Data shown:
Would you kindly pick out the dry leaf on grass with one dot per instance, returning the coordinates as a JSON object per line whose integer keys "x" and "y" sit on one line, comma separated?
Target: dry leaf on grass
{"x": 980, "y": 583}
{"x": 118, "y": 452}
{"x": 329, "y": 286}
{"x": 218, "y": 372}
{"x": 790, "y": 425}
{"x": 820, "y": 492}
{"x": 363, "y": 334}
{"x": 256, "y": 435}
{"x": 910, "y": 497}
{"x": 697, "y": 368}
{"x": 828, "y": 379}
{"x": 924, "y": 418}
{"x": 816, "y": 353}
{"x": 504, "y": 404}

Exercise prompt: Could you reproduce every line of the records above verbatim, without changing any character?

Written solution:
Would you kindly pick out the dry leaf on grass with one dot per instance, returning the coordinates as a JSON object per line whose integer keys "x" and "y" sit on one line, comma separated?
Target: dry leaf on grass
{"x": 980, "y": 583}
{"x": 118, "y": 452}
{"x": 329, "y": 286}
{"x": 218, "y": 372}
{"x": 790, "y": 425}
{"x": 820, "y": 492}
{"x": 363, "y": 334}
{"x": 256, "y": 435}
{"x": 910, "y": 497}
{"x": 697, "y": 368}
{"x": 828, "y": 379}
{"x": 924, "y": 418}
{"x": 816, "y": 353}
{"x": 504, "y": 404}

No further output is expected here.